- What you should do:
In the entries below, return only the line containing "Label a point on each instance of the white woolly" and those after it, exactly, through the last line.
--- Data for this exercise ---
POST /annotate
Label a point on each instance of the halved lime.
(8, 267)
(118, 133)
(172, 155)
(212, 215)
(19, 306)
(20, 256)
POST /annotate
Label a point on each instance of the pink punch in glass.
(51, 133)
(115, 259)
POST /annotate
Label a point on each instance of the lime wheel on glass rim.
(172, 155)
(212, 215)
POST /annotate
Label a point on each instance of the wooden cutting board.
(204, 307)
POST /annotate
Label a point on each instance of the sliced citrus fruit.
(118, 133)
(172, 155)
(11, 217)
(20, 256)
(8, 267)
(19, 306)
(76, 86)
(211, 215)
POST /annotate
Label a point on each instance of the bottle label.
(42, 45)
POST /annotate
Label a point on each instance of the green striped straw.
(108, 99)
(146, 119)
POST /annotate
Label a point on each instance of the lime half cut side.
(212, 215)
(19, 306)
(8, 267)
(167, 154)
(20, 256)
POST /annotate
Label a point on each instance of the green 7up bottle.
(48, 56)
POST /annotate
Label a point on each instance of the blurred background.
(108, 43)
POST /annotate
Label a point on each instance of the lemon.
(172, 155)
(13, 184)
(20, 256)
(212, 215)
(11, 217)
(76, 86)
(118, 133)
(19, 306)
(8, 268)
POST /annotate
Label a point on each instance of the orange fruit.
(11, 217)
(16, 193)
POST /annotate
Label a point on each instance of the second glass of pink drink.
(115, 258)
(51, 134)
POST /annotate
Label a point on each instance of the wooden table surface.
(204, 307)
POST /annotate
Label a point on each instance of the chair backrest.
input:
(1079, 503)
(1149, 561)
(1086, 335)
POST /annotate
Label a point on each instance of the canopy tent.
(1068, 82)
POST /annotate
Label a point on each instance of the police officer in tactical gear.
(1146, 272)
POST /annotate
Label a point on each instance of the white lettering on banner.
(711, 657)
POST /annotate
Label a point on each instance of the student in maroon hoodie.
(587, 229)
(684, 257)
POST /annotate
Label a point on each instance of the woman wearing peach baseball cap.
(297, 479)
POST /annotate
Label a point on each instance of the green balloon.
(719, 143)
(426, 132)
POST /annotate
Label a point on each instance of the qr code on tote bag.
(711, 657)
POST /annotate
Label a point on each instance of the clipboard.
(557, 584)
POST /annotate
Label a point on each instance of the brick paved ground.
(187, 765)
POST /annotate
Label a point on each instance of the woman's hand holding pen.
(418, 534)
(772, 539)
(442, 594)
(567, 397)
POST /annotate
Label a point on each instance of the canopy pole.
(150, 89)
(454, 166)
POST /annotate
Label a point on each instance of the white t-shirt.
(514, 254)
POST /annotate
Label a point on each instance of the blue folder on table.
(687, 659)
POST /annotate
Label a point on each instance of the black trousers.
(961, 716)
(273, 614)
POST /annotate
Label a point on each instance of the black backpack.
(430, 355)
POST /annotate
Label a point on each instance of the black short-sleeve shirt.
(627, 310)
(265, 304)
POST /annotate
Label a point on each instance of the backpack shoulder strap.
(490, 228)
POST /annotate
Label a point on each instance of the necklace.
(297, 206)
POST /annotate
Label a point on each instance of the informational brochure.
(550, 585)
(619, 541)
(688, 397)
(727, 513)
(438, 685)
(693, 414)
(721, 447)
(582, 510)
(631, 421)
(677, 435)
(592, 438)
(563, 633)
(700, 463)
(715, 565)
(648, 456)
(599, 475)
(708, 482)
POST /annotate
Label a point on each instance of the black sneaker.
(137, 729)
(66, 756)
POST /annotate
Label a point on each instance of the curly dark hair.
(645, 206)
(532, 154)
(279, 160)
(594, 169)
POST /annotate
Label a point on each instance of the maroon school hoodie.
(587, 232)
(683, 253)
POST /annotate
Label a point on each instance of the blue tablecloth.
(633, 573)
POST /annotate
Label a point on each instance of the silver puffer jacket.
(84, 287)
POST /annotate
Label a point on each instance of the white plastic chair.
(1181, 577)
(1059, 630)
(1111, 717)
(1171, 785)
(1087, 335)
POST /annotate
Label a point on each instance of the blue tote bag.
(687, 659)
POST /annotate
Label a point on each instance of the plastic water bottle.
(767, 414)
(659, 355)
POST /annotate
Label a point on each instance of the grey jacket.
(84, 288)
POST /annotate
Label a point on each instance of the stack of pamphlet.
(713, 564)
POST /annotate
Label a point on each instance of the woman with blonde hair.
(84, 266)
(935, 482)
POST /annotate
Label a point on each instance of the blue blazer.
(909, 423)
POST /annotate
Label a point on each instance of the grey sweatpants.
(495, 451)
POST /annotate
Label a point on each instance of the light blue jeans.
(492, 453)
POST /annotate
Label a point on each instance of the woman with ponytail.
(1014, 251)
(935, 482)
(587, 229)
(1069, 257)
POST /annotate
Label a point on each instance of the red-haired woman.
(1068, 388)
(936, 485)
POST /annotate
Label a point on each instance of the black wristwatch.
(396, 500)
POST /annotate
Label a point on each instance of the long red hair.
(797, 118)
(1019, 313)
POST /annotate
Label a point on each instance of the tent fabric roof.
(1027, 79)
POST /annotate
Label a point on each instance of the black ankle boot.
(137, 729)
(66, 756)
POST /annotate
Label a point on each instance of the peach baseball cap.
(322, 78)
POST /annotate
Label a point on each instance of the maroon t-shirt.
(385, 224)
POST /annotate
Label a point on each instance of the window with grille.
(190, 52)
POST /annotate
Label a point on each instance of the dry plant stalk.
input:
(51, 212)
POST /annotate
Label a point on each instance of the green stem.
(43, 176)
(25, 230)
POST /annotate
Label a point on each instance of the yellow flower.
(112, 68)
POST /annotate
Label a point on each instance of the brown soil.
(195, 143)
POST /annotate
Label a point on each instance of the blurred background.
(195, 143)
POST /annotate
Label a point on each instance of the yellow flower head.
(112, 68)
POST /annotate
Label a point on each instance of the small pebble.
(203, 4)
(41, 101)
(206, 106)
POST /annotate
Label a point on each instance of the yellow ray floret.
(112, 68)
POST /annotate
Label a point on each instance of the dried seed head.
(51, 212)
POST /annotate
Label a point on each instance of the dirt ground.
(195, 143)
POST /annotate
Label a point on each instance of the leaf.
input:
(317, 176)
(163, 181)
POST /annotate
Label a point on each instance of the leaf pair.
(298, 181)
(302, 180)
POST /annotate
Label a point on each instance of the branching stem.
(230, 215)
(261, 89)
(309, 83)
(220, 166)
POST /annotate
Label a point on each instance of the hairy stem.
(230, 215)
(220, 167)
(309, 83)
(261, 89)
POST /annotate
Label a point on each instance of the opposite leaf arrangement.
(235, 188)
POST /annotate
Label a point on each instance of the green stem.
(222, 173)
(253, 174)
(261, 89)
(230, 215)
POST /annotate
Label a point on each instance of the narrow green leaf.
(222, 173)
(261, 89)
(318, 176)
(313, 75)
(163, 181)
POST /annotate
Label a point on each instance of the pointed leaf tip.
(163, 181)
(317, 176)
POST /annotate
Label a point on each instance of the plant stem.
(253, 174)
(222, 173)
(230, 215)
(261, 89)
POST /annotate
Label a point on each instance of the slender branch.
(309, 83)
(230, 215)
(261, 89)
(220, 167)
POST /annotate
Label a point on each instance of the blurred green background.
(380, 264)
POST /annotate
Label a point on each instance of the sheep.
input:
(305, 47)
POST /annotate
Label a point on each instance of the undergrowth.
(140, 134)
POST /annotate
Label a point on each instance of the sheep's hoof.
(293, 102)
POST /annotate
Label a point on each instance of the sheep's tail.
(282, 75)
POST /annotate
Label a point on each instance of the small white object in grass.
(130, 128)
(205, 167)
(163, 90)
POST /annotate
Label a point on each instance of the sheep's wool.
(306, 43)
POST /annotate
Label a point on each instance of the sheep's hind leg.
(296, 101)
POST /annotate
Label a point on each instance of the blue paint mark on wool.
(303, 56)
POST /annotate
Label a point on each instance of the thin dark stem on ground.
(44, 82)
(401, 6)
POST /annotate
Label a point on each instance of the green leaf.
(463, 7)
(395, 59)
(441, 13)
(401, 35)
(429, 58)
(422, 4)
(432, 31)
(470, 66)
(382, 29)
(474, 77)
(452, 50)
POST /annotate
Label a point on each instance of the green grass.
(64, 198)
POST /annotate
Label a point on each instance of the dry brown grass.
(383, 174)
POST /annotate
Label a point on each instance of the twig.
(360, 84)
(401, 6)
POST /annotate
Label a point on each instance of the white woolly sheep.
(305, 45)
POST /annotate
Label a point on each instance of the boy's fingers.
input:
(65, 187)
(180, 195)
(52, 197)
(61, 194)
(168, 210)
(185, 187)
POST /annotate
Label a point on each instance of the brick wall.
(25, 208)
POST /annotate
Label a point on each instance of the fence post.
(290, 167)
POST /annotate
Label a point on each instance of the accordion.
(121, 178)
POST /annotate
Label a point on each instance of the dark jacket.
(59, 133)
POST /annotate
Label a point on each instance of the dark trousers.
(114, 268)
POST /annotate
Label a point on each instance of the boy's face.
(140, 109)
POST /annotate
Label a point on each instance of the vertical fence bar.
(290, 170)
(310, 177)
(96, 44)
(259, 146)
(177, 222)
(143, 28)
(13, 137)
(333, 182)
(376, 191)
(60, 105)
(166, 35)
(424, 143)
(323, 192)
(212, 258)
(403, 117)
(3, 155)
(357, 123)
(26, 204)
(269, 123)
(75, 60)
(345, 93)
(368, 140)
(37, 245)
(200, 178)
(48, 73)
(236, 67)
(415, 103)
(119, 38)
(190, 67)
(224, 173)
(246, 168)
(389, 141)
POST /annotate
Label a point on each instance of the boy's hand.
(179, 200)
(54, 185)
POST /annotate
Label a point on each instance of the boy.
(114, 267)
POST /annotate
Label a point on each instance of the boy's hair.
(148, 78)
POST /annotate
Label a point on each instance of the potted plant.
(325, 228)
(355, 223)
---
- Task response:
Label a point on each instance of the white woolly sheep.
(305, 45)
POST /annotate
Label a point on each instance of the boy's fingers.
input:
(65, 187)
(180, 195)
(52, 197)
(61, 194)
(168, 210)
(185, 187)
POST /annotate
Label a point on each instance of the brick wall.
(25, 208)
POST /annotate
Label a point on each instance of the fence post.
(290, 167)
POST /annotate
Label a point on each instance of the accordion.
(121, 178)
POST /annotate
Label a point on each instance of the dark jacket.
(59, 133)
POST /annotate
Label a point on each instance of the dark trousers.
(114, 268)
POST /annotate
Label a point on each instance of the boy's face.
(140, 109)
POST /annotate
Label a point on each instance of the vertical fence bar.
(290, 170)
(310, 177)
(96, 44)
(259, 146)
(177, 222)
(143, 28)
(13, 137)
(333, 182)
(376, 191)
(60, 105)
(166, 35)
(424, 143)
(323, 192)
(212, 258)
(403, 117)
(3, 155)
(357, 123)
(26, 204)
(269, 123)
(75, 60)
(345, 93)
(368, 140)
(37, 245)
(200, 178)
(48, 73)
(236, 67)
(415, 103)
(119, 38)
(190, 67)
(224, 173)
(246, 168)
(389, 141)
POST /annotate
Label a point on each instance of the boy's hand.
(179, 200)
(54, 185)
POST /annotate
Label a point on each instance of the boy.
(114, 267)
POST /annotate
Label a point on each instance of the boy's hair.
(148, 78)
POST /annotate
Label a point on each instance of the potted plant.
(325, 228)
(355, 223)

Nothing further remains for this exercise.